_Records provided_.
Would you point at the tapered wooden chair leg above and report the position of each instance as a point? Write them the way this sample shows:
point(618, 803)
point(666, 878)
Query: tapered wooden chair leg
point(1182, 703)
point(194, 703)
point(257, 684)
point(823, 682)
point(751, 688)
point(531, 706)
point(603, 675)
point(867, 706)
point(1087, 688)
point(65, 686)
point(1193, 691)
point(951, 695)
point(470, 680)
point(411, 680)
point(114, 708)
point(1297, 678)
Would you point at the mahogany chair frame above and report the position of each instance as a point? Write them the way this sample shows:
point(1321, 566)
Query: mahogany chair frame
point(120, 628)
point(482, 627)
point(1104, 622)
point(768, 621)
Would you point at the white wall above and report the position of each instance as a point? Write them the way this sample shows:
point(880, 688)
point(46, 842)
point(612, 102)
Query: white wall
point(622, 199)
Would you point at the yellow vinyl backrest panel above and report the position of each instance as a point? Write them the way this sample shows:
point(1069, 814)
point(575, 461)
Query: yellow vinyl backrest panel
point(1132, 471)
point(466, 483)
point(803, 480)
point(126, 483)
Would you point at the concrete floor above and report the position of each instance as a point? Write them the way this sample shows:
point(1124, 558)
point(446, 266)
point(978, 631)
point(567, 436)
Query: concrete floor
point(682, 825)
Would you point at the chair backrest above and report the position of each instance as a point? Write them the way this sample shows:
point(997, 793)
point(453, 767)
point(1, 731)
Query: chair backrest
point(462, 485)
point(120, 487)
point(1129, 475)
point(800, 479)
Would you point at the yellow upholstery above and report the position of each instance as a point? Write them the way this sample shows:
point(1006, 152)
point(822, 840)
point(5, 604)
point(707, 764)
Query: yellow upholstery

--

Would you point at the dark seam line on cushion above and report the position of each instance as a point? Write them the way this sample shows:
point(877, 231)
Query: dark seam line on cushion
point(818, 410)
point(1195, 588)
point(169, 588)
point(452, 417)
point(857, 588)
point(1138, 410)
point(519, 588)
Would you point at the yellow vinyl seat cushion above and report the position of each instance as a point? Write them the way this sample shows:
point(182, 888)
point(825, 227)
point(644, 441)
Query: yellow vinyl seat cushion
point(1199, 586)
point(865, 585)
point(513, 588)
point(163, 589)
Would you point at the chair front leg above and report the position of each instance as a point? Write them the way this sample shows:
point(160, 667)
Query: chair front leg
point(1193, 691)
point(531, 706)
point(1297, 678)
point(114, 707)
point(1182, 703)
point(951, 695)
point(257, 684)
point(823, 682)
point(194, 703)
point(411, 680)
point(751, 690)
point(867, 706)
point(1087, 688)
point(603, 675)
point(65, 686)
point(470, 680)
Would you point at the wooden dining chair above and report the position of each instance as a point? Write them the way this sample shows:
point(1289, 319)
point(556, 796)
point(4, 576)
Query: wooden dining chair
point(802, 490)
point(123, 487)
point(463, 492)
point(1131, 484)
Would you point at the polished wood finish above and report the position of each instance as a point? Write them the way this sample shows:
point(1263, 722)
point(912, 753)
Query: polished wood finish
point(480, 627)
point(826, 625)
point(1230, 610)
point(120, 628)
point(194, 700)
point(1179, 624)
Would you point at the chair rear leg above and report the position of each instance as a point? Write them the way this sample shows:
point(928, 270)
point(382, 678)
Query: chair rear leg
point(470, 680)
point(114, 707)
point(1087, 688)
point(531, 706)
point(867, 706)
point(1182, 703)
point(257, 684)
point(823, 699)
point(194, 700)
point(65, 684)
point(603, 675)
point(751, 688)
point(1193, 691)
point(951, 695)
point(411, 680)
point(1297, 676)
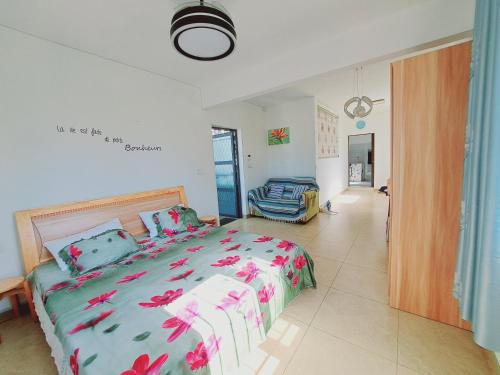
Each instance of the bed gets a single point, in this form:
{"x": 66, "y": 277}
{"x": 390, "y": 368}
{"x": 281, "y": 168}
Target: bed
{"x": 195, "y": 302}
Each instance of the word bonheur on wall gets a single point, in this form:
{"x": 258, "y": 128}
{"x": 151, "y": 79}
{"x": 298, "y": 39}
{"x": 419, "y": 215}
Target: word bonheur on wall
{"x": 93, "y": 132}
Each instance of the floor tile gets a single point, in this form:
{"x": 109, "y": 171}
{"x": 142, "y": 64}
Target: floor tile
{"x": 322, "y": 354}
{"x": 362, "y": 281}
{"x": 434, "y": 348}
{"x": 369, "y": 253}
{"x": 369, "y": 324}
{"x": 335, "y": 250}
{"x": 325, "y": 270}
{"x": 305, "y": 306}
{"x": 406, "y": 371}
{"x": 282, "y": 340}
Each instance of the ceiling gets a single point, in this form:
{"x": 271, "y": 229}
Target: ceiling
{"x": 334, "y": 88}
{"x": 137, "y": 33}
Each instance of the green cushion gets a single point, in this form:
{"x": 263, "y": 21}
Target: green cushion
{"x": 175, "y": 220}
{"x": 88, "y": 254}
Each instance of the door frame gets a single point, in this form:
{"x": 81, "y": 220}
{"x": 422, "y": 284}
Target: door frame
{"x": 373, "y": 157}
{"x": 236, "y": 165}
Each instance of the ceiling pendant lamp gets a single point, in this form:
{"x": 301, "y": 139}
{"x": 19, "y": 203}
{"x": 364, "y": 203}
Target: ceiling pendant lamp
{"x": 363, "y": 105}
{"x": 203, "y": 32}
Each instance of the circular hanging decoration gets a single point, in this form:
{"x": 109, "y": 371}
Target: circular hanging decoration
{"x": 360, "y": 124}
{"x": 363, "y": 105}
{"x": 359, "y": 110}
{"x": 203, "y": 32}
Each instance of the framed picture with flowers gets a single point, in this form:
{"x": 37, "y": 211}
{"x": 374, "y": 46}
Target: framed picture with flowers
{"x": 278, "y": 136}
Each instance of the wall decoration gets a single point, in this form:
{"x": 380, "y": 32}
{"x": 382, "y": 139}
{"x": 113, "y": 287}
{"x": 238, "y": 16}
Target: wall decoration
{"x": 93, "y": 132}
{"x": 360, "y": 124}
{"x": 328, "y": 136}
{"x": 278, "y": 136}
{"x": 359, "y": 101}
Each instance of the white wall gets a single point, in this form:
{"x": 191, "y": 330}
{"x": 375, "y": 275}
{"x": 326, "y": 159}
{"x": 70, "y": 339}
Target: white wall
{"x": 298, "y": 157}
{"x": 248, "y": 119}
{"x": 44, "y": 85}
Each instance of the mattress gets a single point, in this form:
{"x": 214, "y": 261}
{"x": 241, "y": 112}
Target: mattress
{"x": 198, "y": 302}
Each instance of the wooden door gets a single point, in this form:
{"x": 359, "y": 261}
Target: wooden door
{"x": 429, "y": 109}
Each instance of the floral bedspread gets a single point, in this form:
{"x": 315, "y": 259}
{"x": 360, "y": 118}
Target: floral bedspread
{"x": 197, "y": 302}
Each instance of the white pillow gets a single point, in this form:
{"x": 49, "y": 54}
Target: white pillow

==

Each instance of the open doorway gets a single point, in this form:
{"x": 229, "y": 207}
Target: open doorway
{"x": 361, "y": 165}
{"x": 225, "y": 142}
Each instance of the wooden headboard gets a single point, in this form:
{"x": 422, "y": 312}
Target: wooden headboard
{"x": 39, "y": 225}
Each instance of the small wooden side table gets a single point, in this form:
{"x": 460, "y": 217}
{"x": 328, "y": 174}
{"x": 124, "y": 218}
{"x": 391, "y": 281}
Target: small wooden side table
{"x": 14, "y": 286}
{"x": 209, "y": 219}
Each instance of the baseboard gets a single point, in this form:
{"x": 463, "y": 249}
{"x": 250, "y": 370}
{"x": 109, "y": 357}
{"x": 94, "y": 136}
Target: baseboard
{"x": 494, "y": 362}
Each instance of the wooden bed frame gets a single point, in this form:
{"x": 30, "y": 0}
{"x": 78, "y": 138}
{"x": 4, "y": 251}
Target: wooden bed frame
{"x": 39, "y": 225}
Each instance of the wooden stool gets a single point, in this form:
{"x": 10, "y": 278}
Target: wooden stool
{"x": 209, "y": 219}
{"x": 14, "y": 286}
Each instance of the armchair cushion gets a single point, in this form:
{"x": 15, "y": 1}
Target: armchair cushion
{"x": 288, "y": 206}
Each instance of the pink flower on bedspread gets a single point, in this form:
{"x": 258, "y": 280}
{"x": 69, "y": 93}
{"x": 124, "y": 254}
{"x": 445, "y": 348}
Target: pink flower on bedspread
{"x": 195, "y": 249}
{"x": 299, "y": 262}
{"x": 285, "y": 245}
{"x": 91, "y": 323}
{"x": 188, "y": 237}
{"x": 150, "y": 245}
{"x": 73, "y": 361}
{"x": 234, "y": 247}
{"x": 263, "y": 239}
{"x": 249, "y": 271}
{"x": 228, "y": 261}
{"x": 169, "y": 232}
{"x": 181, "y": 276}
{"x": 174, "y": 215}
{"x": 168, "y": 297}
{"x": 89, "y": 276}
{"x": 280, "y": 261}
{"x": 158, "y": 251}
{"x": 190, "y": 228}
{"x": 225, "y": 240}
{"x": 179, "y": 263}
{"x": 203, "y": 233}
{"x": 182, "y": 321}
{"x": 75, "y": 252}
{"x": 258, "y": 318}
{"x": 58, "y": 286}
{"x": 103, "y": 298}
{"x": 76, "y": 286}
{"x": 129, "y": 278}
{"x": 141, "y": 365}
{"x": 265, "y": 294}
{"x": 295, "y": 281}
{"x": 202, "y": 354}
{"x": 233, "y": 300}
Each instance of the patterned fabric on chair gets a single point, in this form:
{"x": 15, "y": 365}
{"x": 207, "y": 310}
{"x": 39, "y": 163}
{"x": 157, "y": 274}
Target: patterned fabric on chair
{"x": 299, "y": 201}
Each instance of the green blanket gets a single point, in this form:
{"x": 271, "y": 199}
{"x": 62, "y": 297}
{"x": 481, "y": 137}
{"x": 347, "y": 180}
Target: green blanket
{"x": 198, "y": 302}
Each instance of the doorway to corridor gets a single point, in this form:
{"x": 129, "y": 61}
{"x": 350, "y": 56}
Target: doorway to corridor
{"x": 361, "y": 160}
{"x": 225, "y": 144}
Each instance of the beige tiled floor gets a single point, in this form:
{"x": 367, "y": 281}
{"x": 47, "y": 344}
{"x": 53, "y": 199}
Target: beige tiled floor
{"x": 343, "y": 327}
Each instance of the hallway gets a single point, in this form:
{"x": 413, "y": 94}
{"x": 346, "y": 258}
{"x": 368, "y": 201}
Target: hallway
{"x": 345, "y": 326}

_Exercise prompt_. From the lines above, pull out every one that contains the word "beige", copying each in full. Case counts.

_Solution below_.
Each instance of the beige tiled floor gets a single point, in this form:
Target: beige tiled floor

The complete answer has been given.